═══ ENTRIES PROVIDED ═══

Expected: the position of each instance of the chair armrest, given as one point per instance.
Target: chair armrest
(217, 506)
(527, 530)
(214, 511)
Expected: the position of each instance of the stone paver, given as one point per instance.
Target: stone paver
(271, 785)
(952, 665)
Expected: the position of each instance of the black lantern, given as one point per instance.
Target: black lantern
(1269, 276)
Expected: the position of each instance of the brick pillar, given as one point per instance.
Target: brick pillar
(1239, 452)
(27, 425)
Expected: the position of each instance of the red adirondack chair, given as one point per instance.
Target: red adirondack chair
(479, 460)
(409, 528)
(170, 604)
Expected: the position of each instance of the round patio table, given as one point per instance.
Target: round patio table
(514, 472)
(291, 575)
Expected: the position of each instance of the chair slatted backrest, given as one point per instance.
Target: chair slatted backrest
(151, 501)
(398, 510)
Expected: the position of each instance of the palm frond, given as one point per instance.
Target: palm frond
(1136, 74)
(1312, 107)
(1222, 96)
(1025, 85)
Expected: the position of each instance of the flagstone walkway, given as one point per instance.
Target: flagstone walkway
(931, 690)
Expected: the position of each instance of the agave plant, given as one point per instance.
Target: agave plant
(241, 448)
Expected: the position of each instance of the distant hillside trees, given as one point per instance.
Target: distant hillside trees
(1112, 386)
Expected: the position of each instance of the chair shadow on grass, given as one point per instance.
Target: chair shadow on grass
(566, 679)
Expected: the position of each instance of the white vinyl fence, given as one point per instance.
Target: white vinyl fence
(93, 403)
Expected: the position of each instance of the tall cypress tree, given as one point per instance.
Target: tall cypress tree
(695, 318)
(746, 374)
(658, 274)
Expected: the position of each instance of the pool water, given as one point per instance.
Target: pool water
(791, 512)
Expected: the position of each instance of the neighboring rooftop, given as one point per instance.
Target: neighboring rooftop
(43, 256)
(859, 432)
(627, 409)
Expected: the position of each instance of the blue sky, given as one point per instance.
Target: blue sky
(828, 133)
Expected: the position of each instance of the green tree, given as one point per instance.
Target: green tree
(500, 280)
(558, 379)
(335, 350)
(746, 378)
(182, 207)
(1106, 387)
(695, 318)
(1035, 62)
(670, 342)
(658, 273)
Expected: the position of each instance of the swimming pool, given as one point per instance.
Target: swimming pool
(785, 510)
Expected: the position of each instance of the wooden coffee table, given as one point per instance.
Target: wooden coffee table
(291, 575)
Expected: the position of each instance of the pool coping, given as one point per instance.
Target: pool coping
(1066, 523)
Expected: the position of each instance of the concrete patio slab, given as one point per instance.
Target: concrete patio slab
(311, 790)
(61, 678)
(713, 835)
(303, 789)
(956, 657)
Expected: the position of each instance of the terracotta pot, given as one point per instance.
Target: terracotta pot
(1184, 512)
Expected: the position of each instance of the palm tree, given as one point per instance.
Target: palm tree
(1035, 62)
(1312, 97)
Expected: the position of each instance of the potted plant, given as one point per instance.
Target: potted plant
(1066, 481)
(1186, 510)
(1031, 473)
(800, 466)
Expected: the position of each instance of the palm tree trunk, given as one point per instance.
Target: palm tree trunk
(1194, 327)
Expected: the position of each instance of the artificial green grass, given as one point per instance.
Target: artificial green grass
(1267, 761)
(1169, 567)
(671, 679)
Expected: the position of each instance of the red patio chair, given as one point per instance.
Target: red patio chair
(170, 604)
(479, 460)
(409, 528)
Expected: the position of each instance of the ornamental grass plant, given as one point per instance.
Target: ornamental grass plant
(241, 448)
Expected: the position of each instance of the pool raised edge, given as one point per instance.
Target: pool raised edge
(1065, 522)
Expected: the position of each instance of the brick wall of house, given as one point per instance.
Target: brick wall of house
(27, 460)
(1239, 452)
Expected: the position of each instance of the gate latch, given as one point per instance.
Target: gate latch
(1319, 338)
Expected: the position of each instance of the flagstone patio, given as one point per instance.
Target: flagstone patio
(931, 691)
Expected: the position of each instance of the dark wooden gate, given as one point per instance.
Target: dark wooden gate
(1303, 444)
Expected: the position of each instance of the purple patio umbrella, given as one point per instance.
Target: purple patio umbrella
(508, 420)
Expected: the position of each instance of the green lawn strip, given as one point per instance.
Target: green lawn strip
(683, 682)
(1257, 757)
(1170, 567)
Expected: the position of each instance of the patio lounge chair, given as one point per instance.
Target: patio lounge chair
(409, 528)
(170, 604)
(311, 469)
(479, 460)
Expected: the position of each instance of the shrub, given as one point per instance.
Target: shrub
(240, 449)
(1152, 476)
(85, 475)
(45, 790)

═══

TASK DETAILS:
From the first line to the last, copy the records without alteration.

ANSWER TO THE PROBLEM:
Expected: the position of each instance of the chair armrest, given as one point per instance.
Target: chair armrest
(217, 506)
(527, 530)
(214, 511)
Expected: the position of each instance of the stone paver, given as one point per instance.
Target: stone paver
(271, 785)
(952, 665)
Expected: the position of each instance of the black lantern, given as one point per instance.
Target: black lantern
(1269, 276)
Expected: the position of each instance of the brick pillar, given as one point per instance.
Target: brick pillar
(1239, 452)
(27, 425)
Expected: the position of each instance of the red adirondack chair, given as one point per instance.
Target: red adirondack chair
(479, 460)
(409, 528)
(170, 604)
Expected: the position of each instance of the round patio table, given as one point per instance.
Target: round patio table
(514, 472)
(291, 575)
Expected: the position of each instance of the chair slatted backrest, given as one point per instance.
Target: chair slatted backrest
(151, 501)
(398, 510)
Expected: the position of each instance of the palm frond, given as one point per instance.
Target: palm frond
(1136, 74)
(1312, 107)
(1222, 96)
(1025, 85)
Expected: the position of each instance of the flagstone walkway, given as one point per instance.
Target: flagstone walkway
(931, 690)
Expected: the position of each instance of the agave plant, given as one point per instance.
Target: agave plant
(241, 448)
Expected: the position of each instance of the distant hillside trees, given as one point per instance.
Target: distant hillside trees
(1112, 386)
Expected: the position of each instance of the chair shadow on grass, given as one point per instance.
Target: chair shadow on grass
(566, 679)
Expected: the position of each instance of the white vinyl fence, given as one point per instance.
Target: white vinyl fence
(93, 403)
Expected: the position of each instance of the tall cypress tree, given as one point per instance.
Target: tall cypress tree
(695, 318)
(746, 374)
(658, 274)
Expected: the position of each instance of the pool water, given as one point per instance.
Target: pool water
(791, 512)
Expected: the position of each instance of the neighboring rooftop, given as one point per instance.
Target: neighboring rooftop
(43, 256)
(859, 432)
(627, 409)
Expected: the position of each instance of the blue sky, given as one point per instance.
Target: blue sky
(828, 133)
Expected: the position of each instance of the green tree, given as one point per instance.
Target: green tree
(500, 280)
(558, 379)
(335, 350)
(746, 378)
(182, 207)
(1106, 387)
(695, 318)
(1035, 62)
(670, 342)
(658, 273)
Expected: the position of each instance of the swimming pool, given as one point per instance.
Target: swimming pool
(785, 510)
Expected: the position of each instance of the wooden coffee table, given as one point per instance.
Target: wooden coffee table
(291, 575)
Expected: the position of each instance of the pool coping, given as one point per instance.
Target: pool coping
(1066, 523)
Expected: the position of each instance of the concrete patio slab, given as one point per instance.
Target: concrete patio slab
(311, 790)
(61, 678)
(713, 835)
(303, 789)
(956, 657)
Expected: the position of each instance of the terracotta pot, given as one point per instance.
Target: terracotta pot
(1184, 512)
Expected: the position of each instance of the palm tree, given as one point per instance.
Target: palm tree
(1035, 62)
(1312, 97)
Expected: the position of each instance of the potted plant, given as one point per instance.
Target: potted plant
(1066, 481)
(1186, 510)
(1031, 473)
(800, 466)
Expected: the position of each instance of the palm tree trunk, given as one point per instance.
Target: palm tree trunk
(1194, 327)
Expected: the position of each instance of the artificial green grass, given as one point per instance.
Target: artificial green grass
(1267, 761)
(1169, 567)
(671, 679)
Expected: the position of each instance of the red patio chair, given as one point per instance.
Target: red patio chair
(170, 604)
(479, 460)
(409, 528)
Expected: the position of each instance of the ornamental grass plant, given as one point per instance.
Target: ornamental grass plant
(241, 448)
Expected: the position of each instance of the pool raised edge, given as one point per instance.
Target: pool raised edge
(1065, 522)
Expected: the position of each instance of the brick wall of house, given as one point per instance.
Target: brick wall of house
(27, 460)
(1239, 452)
Expected: the position of each instance of the gate latch, given as one point per instance.
Target: gate latch
(1319, 338)
Expected: the position of each instance of the flagstone patio, given as one point per instance.
Target: flagstone patio
(931, 691)
Expected: the position of each instance of the dark wooden gate, given as one point per instance.
Target: dark wooden gate
(1303, 444)
Expected: the position of each instance of the purple patio umbrella, given as one point per instance.
Target: purple patio umbrella
(508, 420)
Expected: the position of each instance of the green lawn strip, given as one point per instance.
Target: green lawn strip
(683, 682)
(1257, 757)
(1170, 567)
Expected: the position of each instance of the patio lounge chair, given as one point per instance.
Target: patio lounge chair
(409, 528)
(170, 604)
(311, 469)
(479, 460)
Expected: the position of each instance of the shrub, given as one point per instance.
Target: shrub
(240, 449)
(1152, 476)
(85, 475)
(45, 790)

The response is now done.